Problem statement: Please repeat all of the listing exactly.

Listed records:
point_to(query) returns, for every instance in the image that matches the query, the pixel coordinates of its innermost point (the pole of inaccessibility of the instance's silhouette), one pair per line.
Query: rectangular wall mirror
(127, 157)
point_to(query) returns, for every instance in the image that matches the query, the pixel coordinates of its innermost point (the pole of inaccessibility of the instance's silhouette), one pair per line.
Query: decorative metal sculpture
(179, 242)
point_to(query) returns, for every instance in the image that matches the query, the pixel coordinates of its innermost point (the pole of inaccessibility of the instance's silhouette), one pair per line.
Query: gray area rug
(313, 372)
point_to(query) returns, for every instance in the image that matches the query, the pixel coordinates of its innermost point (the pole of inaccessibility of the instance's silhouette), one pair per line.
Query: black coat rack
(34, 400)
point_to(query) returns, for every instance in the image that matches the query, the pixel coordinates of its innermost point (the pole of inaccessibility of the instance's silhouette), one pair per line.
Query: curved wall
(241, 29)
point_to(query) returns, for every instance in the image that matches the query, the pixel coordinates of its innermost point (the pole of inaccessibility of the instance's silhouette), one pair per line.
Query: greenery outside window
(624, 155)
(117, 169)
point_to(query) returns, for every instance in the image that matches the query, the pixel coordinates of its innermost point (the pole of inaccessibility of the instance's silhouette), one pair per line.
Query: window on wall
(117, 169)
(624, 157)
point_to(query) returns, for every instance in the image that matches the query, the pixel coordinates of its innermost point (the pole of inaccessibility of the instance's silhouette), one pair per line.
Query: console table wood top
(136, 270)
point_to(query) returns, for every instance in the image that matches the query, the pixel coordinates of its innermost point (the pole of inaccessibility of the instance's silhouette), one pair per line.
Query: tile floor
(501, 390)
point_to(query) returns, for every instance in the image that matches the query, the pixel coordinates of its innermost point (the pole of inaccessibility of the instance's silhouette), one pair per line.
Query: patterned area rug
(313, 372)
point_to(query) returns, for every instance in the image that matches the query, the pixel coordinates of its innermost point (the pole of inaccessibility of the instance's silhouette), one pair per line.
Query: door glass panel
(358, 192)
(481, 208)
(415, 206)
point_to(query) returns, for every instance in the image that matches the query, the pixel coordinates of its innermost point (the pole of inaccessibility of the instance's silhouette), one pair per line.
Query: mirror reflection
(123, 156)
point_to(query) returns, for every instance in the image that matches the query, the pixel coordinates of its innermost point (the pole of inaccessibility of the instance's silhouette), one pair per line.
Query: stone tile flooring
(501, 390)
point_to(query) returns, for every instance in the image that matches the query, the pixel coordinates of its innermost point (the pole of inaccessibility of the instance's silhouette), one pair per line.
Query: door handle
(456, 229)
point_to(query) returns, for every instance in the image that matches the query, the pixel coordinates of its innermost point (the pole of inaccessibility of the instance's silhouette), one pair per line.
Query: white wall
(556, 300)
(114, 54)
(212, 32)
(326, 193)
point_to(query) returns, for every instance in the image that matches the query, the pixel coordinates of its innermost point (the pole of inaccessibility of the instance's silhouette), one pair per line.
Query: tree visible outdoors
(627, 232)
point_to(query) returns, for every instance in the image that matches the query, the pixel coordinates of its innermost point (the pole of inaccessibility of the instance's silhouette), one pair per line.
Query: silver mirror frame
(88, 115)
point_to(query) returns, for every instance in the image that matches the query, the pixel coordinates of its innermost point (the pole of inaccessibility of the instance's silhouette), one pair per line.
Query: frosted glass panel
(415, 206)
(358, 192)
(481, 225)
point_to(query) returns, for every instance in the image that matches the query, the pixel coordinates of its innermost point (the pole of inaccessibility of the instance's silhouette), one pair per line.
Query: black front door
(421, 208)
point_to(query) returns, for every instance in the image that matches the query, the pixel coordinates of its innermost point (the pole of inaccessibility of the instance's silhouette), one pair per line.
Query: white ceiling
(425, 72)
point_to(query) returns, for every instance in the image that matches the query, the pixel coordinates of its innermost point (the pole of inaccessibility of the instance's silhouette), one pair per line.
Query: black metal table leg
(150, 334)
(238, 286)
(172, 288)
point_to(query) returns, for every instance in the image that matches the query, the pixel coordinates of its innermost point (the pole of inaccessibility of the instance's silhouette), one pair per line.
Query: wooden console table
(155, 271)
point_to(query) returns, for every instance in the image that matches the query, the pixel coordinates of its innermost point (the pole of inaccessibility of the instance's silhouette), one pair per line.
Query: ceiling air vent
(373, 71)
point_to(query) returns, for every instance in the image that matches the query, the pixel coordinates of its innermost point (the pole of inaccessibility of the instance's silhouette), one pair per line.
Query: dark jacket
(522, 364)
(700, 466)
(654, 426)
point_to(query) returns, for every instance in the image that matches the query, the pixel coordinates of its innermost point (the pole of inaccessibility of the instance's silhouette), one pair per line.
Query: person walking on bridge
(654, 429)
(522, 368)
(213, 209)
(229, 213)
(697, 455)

Expected answer:
point_to(query) returns, for every instance in the image that matches the query, the pixel coordinates of its innermost point (the pole of inaccessibility of the instance's silhouette), one pair per line.
Query: rectangular wall mirror
(127, 157)
point_to(query) returns, for every instance in the image that matches the query, the pixel coordinates of its innermost point (the pole of inaccessibility of the instance's silhouette), one pair per line.
Query: decorative metal sculpture
(179, 242)
point_to(query) returns, for every instance in the image that matches the query, the pixel coordinates of its innermost point (the pole of inaccessibility of the instance's silhouette), one pair per line.
Query: gray area rug
(313, 372)
point_to(query) returns, for every instance in the image that matches the query, the pixel coordinates of its innermost point (the pole of inaccessibility of the instance's silhouette), one pair per line.
Query: black coat rack
(34, 400)
point_to(query) returns, for every instance in the image that matches the query, the pixel coordinates of its innermost point (the pole of inaccessibility of the instance's silhouette), one pair per line.
Query: curved wall
(241, 29)
point_to(query) returns, for every instance in the image that matches the query, the pixel coordinates of its innermost point (the pole of inaccessibility of the instance's silhouette), one pair per line.
Query: greenery outside window
(624, 155)
(117, 169)
point_to(query) returns, for every instance in the image that matches the query, the pixel coordinates of its innermost point (the pole of inaccessibility of the instance's silhouette), one pair per line.
Query: window on wall
(117, 169)
(624, 157)
point_to(query) returns, for every instance in the image that matches the query, the pixel coordinates of its innermost point (the pole of inaccessibility of the instance's silhouette), one pair per line.
Query: console table wood top
(136, 270)
point_to(query) returns, for every instance in the image that matches the query, the pixel coordinates of its innermost point (the pole of inaccessibility of the instance's silhouette), one pair per line.
Query: tile floor
(501, 390)
point_to(query) returns, for every instance in the image that matches the query, the pixel coordinates of its innermost point (the pole of inaccessibility of the instance's silhouette), one pair per line.
Query: patterned area rug
(313, 372)
point_to(query) returns, for every instance in the image that matches the query, the pixel coordinates of its innermost point (the pole of inaccessibility of the instance's silhouette), one pair per line.
Query: door glass panel
(358, 192)
(481, 208)
(415, 206)
point_to(query) returns, for every instance in the image that matches the query, the pixel coordinates of its innermost point (the pole of inaccessibility of the instance's silhouette), one pair per line.
Query: mirror reflection
(123, 156)
point_to(query) returns, for every instance in the image that matches the query, the pixel coordinates of its innermost point (the pole of inaccessibility of the instance's silhouette), one pair per line.
Query: stone tile flooring
(501, 390)
point_to(query) returns, for every instance in the image that matches the query, the pixel coordinates of its innermost point (the pole of inaccessibility of the instance's silhouette), one pair per line.
Query: door handle
(456, 229)
point_to(query) returns, for every instance in the image that matches the query, the pixel coordinates of its innermost point (the pole of inaccessibility of the instance's silhouette), one pair per line.
Query: white wall
(556, 300)
(114, 54)
(212, 32)
(326, 193)
point_to(query) returns, for every instance in the image that matches the query, the pixel coordinates of its innermost point (the pole of inaccessibility of the instance's silhouette), one pair per line.
Query: tree visible outdoors
(627, 232)
point_to(query) returns, for every instance in the image that matches the query, the pixel coordinates of its innermost point (the pole of inaccessibility of the instance's silhouette), one pair per line.
Query: silver mirror frame
(88, 115)
point_to(query) returns, for every instance in the image that matches the query, the pixel coordinates of its innermost point (the pole of inaccessibility of the instance's silhouette), one pair per line.
Query: frosted glass panel
(415, 206)
(358, 192)
(481, 225)
point_to(query) returns, for every instance in the image that matches the query, the pixel coordinates of its innermost point (the pole of inaccessibility of the instance's silhouette), one pair per line.
Query: black front door
(421, 208)
point_to(query) returns, for every instance in the image that matches the query, the pixel coordinates of its innermost point (the pole of inaccessibility of the instance's silhouette), one pair per line.
Query: white ceiling
(425, 72)
point_to(query) returns, for every instance in the image that matches the query, the pixel coordinates of its innermost point (the pole of inaccessibility of the instance's silhouette), one pair per line.
Query: black metal table leg
(150, 334)
(238, 286)
(172, 288)
point_to(query) returns, for every instance in the image that matches the query, the pixel coordinates of its innermost point (the pole of inaccessibility of the instance's silhouette), one pair per line.
Query: wooden console table
(155, 271)
point_to(query) returns, for every instance in the image that matches the query, the pixel coordinates of its innermost point (the pole of inaccessibility of the instance's silhouette), one pair per line.
Query: ceiling air vent
(373, 71)
point_to(query) returns, for every instance in the image that matches the query, the pixel coordinates of its innermost point (the pole of inaccessibility of the instance's silhouette), one pair per line.
Query: dark jacket
(522, 364)
(700, 466)
(654, 426)
point_to(query) returns, for every instance in the image that matches the query, the pixel coordinates of its innermost point (the pole of inaccessibility of the instance's silhouette), one pair per line.
Query: person walking on bridge
(654, 429)
(522, 368)
(213, 209)
(229, 213)
(697, 455)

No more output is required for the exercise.